* [SET TASK] State whether each statement below agrees with the SQL query examples. Answer yes or no for each, and quote the deciding words from the text. (a) Using an alias for the table names is said to make the query shorter. (b) The query for employees working in Brussels sorts its results by city. (c) An underpaid employee is one earning less than the minimum salary for their job.

* [DOCUMENT SECTION]
^^^^^^^^

The above example uses an alias for the table names. This makes writing the
query a little easier (shorter).

2. Give alphabetically the names of the employees working in Brussels.
SELECT employeename -- also possible: employees.employeename
FROM employees
JOIN offices ON employees.officename = offices.officename
WHERE city = 'Brussels' -- also possible: offices.city
ORDER BY employeename

3. For each employee, give the salary and themaximum salary of his job.
SELECT employeeno, employeename, salary, maximumsalary
FROM employees
JOIN jobs ON employees.jobname = jobs.jobname
ORDER BY employeeno

4. Give all employees who are Analysts or Programmers who are underpaid or
overpaid (i.e. earning less than the minimum salary or more than the maximum
salary for their job).
SELECT *
FROM employees
JOIN jobs ON employees.jobname = jobs.jobname
WHERE (employees.jobname = 'Analyst' OR employees.jobname = 'Programmer')

^^^^^^^^

* [GIVEN INFORMATION]
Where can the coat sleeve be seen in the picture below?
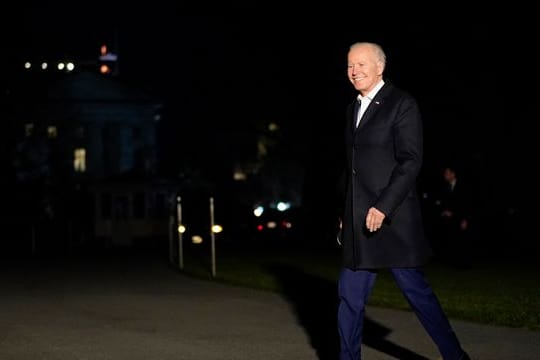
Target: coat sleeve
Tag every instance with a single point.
(407, 135)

^^^^^^^^

* [RESULT]
(a) Yes: "This makes writing the query a little easier (shorter)."
(b) No: "ORDER BY employeename"
(c) Yes: "earning less than the minimum salary"